§ Stated problem:
Every record that follows should be printed verbatim.
··· Recorded information ···
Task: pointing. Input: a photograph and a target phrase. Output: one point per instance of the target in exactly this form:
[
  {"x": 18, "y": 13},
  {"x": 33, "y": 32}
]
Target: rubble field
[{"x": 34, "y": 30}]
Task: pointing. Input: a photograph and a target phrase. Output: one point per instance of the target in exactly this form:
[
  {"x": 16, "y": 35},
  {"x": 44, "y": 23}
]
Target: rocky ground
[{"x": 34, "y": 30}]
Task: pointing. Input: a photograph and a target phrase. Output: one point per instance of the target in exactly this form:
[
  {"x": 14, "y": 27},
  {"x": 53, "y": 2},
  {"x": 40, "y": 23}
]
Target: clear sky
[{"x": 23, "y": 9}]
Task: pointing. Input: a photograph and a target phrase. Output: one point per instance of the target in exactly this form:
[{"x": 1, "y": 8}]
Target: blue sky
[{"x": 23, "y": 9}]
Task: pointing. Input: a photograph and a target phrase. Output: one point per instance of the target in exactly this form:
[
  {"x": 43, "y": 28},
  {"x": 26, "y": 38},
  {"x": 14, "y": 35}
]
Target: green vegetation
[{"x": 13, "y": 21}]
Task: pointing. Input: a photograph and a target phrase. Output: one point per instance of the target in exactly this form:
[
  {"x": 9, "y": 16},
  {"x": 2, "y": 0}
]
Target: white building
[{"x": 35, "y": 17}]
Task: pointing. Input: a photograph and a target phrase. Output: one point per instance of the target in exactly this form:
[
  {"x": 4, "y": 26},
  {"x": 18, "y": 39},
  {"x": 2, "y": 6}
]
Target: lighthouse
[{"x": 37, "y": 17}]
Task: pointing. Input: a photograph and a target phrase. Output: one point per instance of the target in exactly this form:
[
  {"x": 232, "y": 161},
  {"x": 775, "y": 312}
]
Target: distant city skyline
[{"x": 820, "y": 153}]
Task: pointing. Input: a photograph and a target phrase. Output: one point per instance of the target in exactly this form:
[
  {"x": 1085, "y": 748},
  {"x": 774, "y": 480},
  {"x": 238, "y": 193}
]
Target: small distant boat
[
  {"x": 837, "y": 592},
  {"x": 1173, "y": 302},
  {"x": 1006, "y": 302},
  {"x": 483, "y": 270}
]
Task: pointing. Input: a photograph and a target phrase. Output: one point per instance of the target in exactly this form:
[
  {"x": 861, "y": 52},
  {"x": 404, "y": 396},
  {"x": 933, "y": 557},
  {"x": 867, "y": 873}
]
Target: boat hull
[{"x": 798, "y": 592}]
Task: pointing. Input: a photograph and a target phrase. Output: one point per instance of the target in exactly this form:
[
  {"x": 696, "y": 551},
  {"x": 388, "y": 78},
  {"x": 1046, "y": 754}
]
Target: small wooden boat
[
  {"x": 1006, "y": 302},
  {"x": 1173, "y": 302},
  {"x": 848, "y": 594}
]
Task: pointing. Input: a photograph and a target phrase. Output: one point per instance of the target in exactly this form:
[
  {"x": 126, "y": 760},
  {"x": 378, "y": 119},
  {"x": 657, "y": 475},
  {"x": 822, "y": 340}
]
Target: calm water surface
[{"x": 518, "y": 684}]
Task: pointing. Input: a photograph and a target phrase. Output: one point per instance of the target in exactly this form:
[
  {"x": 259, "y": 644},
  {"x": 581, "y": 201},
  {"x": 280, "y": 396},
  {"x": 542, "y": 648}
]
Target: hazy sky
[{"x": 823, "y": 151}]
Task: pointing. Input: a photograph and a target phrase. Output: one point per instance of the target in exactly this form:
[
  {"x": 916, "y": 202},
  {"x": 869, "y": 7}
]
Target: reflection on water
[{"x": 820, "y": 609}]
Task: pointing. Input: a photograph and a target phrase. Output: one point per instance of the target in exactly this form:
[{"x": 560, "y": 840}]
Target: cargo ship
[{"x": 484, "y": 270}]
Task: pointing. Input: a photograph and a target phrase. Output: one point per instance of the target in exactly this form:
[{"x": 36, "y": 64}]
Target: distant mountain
···
§ Solution for this problem:
Task: pointing. Input: a photograph and a target phrase. Output: one point per instance of the target in exactly this form:
[
  {"x": 18, "y": 13},
  {"x": 33, "y": 32}
]
Target: rubble field
[{"x": 34, "y": 30}]
Task: pointing. Input: a photograph and a target phrase. Output: one point per instance of the target in exactly this form:
[
  {"x": 16, "y": 35},
  {"x": 44, "y": 23}
]
Target: rocky ground
[{"x": 34, "y": 30}]
Task: pointing. Input: a photograph and a target phrase. Output: one point per instance of the target in exactly this form:
[
  {"x": 14, "y": 27},
  {"x": 53, "y": 2},
  {"x": 40, "y": 23}
]
Target: clear sky
[{"x": 23, "y": 9}]
Task: pointing. Input: a photograph and a target phrase. Output: one point per instance of the target in exactly this form:
[{"x": 1, "y": 8}]
Target: blue sky
[{"x": 23, "y": 9}]
Task: pointing. Input: a photograph and a target phrase. Output: one point per instance of the target in exactly this form:
[
  {"x": 43, "y": 28},
  {"x": 26, "y": 38},
  {"x": 14, "y": 35}
]
Target: green vegetation
[{"x": 13, "y": 21}]
Task: pointing. Input: a photograph and a target phrase. Output: one point per instance of the target in exactly this form:
[
  {"x": 9, "y": 16},
  {"x": 2, "y": 0}
]
Target: white building
[{"x": 35, "y": 17}]
Task: pointing. Input: a photograph and a target phrase. Output: one point per instance of the target in exactly this form:
[
  {"x": 4, "y": 26},
  {"x": 18, "y": 39},
  {"x": 2, "y": 6}
]
Target: lighthouse
[{"x": 37, "y": 17}]
Task: pointing. Input: a photograph and a target phrase. Output: one point per instance of the target in exactly this form:
[
  {"x": 232, "y": 161},
  {"x": 775, "y": 312}
]
Target: distant city skyline
[{"x": 820, "y": 153}]
Task: pointing. Input: a photograph and a target phrase. Output: one point per instance of the target in exactly this form:
[
  {"x": 1085, "y": 748},
  {"x": 774, "y": 480},
  {"x": 238, "y": 193}
]
Target: small distant boat
[
  {"x": 837, "y": 592},
  {"x": 1173, "y": 302},
  {"x": 1006, "y": 302},
  {"x": 483, "y": 270}
]
Task: pointing. Input: a photograph and a target phrase. Output: one point per instance of the target in exactly this form:
[
  {"x": 861, "y": 52},
  {"x": 404, "y": 396},
  {"x": 933, "y": 557},
  {"x": 867, "y": 873}
]
Target: boat hull
[{"x": 798, "y": 592}]
Task: pointing. Input: a photograph and a target phrase. Output: one point per instance of the target in exactly this form:
[
  {"x": 696, "y": 551},
  {"x": 388, "y": 78},
  {"x": 1046, "y": 754}
]
Target: small wooden boat
[
  {"x": 1006, "y": 302},
  {"x": 1173, "y": 302},
  {"x": 848, "y": 594}
]
Task: pointing. Input: a photograph and a target phrase. Output: one point per instance of the target in exactly this form:
[
  {"x": 126, "y": 760},
  {"x": 378, "y": 119},
  {"x": 657, "y": 475},
  {"x": 822, "y": 340}
]
Target: calm water surface
[{"x": 518, "y": 684}]
Task: pointing. Input: a photograph and a target phrase. Output: one point per instance of the target in exactly this form:
[
  {"x": 259, "y": 644},
  {"x": 581, "y": 201},
  {"x": 280, "y": 396},
  {"x": 542, "y": 648}
]
Target: hazy sky
[{"x": 823, "y": 151}]
Task: pointing. Input: a photograph and a target phrase. Output: one point per instance of the target in exactly this form:
[
  {"x": 916, "y": 202},
  {"x": 869, "y": 7}
]
Target: reflection on water
[{"x": 820, "y": 609}]
Task: pointing. Input: a photograph and a target phrase. Output: one point per instance of the target in exactly this form:
[{"x": 560, "y": 840}]
Target: cargo ship
[{"x": 484, "y": 270}]
Task: pointing. Input: a photograph and a target phrase. Output: one point per instance of the target in exactly this form:
[{"x": 36, "y": 64}]
Target: distant mountain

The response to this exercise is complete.